— Start GIVEN PASSAGE —
Saudi Arabia's Terrible War in Yemen Isn't Going as Planned
Huge trouble for the Crown Prince.
Key point: Saudi Arabia has not been able to quickly win or achieve its objectives.
Something is rotten in the Kingdom of Saudi Arabia. Prince Mohammad bin Salman, also known as MbS, was once the promising young face of the Arab monarchy. Now he’s racking up foreign-policy defeats abroad—and facing disturbing murmurs at home.
Over the weekend, Houthi rebels took down a Saudi-mechanized column along the border with Yemen, capturing hundreds of soldiers. Then, the mysterious murder of a royal bodyguard set off alarm bells inside the kingdom.
With his problems closing in, the crown prince may try one last gambit: a pivot from Washington to Tehran. But it’s risky, and he doesn’t have much room to maneuver.
— End GIVEN PASSAGE —
— Start PROVIDED MATERIAL —
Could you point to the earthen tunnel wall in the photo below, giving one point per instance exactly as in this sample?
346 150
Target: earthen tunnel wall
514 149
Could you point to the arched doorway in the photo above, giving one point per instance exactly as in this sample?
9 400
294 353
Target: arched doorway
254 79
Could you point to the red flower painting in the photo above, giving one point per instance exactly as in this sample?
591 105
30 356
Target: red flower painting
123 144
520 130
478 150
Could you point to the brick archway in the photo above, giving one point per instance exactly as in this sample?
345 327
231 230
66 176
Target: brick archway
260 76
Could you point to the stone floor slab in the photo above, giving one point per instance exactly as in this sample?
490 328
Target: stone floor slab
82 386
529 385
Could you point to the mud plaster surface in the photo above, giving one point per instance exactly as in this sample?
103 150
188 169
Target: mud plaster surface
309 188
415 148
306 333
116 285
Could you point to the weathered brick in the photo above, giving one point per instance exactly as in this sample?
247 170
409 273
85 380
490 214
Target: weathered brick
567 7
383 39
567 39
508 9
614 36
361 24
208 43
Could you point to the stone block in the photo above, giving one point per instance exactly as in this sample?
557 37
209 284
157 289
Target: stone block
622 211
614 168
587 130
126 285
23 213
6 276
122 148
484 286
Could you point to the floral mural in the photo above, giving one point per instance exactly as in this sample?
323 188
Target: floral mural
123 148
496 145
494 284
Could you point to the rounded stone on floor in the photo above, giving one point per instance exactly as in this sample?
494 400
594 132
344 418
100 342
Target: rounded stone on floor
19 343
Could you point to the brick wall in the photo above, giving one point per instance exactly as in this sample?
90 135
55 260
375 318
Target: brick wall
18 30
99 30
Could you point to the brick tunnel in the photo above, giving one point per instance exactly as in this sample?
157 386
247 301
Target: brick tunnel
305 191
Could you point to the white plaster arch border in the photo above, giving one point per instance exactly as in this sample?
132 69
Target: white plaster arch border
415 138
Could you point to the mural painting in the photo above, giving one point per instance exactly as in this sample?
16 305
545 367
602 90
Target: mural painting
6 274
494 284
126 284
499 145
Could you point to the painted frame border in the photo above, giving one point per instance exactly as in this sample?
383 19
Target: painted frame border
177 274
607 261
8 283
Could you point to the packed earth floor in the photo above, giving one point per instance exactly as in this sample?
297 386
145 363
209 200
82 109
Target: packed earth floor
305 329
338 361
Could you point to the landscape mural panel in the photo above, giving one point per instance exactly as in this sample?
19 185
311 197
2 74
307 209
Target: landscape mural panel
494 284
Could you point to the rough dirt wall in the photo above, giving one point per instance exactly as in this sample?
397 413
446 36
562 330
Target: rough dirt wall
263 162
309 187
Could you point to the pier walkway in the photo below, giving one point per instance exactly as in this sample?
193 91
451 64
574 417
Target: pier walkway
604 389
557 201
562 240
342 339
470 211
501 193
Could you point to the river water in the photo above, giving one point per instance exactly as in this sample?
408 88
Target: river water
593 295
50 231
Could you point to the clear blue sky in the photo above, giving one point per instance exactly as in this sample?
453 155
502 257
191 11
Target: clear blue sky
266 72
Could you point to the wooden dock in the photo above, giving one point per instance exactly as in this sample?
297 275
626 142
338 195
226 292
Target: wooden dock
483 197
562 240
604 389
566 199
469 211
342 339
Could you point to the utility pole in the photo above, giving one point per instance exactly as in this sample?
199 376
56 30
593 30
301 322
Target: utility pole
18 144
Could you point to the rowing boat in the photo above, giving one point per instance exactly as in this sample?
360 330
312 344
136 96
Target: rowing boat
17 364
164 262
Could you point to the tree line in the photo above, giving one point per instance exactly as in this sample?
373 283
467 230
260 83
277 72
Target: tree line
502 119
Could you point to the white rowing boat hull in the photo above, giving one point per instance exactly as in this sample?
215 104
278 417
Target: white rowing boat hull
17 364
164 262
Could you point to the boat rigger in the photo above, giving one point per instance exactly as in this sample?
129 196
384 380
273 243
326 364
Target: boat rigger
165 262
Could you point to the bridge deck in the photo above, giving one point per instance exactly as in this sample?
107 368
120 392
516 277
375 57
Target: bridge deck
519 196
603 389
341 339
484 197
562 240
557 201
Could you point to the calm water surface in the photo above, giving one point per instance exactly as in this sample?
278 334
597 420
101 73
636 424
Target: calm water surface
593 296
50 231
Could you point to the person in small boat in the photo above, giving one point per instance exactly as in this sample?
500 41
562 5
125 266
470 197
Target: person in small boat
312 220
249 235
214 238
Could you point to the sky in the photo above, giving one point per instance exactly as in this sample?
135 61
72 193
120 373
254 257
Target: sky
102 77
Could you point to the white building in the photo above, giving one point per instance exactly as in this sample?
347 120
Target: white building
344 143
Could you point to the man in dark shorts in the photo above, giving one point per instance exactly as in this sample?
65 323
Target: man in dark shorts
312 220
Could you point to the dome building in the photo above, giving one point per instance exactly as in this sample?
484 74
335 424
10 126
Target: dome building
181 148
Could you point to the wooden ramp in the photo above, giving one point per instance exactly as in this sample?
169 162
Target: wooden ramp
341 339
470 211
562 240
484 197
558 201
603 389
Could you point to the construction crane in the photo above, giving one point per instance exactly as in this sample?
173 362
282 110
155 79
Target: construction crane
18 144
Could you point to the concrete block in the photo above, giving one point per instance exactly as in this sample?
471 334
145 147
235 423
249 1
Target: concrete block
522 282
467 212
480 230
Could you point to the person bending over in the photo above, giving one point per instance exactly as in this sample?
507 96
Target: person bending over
— End PROVIDED MATERIAL —
WHAT YOU HAVE TO DO ::
Continue the article on Saudi Arabia's war in Yemen, picking up right after its last sentence about the crown prince's risky pivot from Washington to Tehran.

THE RESULT ::
“Various Saudis I've spoken to raise the possibility that what is happening could be at the hands of elements inside the Saudi government that want to embarrass MbS because they see him as putting Saudi Arabia in a corner,” said Trita Parsi, executive vice president of the Quincy Institute. “If you were a Saudi, and you were concerned about the future of your country, I don’t think it’s difficult to draw the conclusion that MbS is your first obstacle.”
MbS began his reign with an ambitious foreign policy. He pushed President Donald Trump to escalate against Iran, ramped up the Saudi-led war in Yemen, and launched a dramatic blockade against his rivals in Qatar. Now, his policies are blowing up in his face.
On September 14, drones and missiles destroyed a desulphurization plant in Abqaiq, knocking out half of Saudi oil exports. But last weekend showed that the worst may be yet to come.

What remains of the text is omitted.